*Your objective*. Write out each of the rows below word for word, leaving out the pictures.

--- Start of Data provided ---

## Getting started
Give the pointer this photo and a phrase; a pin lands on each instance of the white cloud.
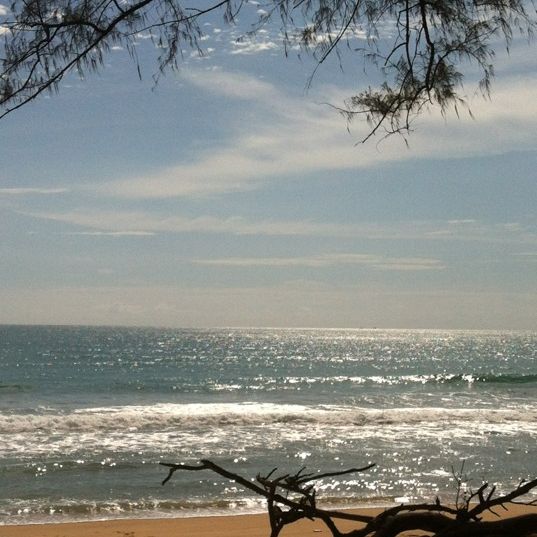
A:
(142, 223)
(299, 304)
(253, 46)
(329, 260)
(111, 233)
(30, 190)
(287, 137)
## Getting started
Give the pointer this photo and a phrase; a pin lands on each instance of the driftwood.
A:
(291, 497)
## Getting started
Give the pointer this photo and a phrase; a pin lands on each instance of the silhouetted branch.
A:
(292, 497)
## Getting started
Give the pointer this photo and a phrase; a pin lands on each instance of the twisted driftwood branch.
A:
(292, 497)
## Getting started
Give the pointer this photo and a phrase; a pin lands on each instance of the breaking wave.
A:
(169, 416)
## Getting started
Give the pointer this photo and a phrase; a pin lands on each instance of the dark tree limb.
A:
(292, 497)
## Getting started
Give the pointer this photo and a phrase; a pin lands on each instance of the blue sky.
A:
(228, 195)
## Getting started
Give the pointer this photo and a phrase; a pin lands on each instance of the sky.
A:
(232, 194)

--- End of Data provided ---

*Full solution*.
## Getting started
Give the pointer this photo and a phrase; a pin lands on each instance of the white cloud.
A:
(142, 223)
(299, 304)
(253, 46)
(329, 260)
(111, 233)
(30, 190)
(287, 137)
## Getting started
Give the pointer this photo and a phrase; a pin lands on each instance of the driftwood.
A:
(291, 497)
## Getting started
Give the pointer this photo and a phrase; a pin lands on each instance of the silhouetted branch.
A:
(292, 497)
## Getting started
Give the pointer this photo and a phrase; a pin lands on each instance of the twisted driftwood branch.
A:
(292, 497)
## Getting started
Give the pointer this photo and a phrase; a pin lands on each instance of the breaking wave.
A:
(169, 416)
## Getting started
Give the pointer this photo and a phrase; a pin lands on each instance of the dark tree limb.
A:
(292, 497)
## Getting started
Give the pointer this photo and a phrase; a pin lands on each instance of the blue sky.
A:
(228, 195)
## Getting started
Give the pointer this photo and a phrase; a pin lands on each instance of the sky.
A:
(232, 194)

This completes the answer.